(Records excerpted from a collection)
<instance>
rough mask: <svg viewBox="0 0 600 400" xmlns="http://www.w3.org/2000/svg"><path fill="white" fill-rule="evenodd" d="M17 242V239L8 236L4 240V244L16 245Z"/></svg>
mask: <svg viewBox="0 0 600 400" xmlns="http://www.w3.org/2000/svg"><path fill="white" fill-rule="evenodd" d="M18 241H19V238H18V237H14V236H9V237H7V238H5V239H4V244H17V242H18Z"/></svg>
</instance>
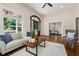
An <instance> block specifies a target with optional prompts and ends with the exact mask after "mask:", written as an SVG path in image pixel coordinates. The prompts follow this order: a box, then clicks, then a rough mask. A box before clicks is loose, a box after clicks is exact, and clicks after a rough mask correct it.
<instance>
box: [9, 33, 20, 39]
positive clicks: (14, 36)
mask: <svg viewBox="0 0 79 59" xmlns="http://www.w3.org/2000/svg"><path fill="white" fill-rule="evenodd" d="M10 35H11V36H12V38H13V40H16V39H19V34H18V33H10Z"/></svg>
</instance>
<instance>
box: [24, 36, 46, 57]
mask: <svg viewBox="0 0 79 59" xmlns="http://www.w3.org/2000/svg"><path fill="white" fill-rule="evenodd" d="M45 41H46V39H45V38H43V37H39V38H37V39H36V41H35V42H34V43H32V42H28V41H27V42H26V43H25V44H24V45H25V47H26V51H27V52H29V53H31V54H33V55H35V56H37V55H38V46H41V47H45ZM42 42H44V45H40V43H42ZM28 47H30V48H36V50H35V51H36V53H33V52H31V51H29V50H28Z"/></svg>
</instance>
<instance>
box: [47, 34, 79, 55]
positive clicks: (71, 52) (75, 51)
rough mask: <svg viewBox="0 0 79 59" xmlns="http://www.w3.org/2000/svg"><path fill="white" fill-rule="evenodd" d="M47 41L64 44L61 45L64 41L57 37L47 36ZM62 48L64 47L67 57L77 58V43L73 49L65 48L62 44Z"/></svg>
mask: <svg viewBox="0 0 79 59" xmlns="http://www.w3.org/2000/svg"><path fill="white" fill-rule="evenodd" d="M47 40H48V41H51V42H55V43H60V44H64V43H63V41H64V40H63V39H61V38H60V37H57V36H52V35H50V36H47ZM64 46H65V49H66V52H67V55H68V56H79V43H78V42H77V43H76V47H74V48H73V49H72V48H69V47H66V45H65V44H64Z"/></svg>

» **Requirement**
How many lines of the records contain the string "clicks", with case counting? Reply with the number alone.

» **Answer section**
3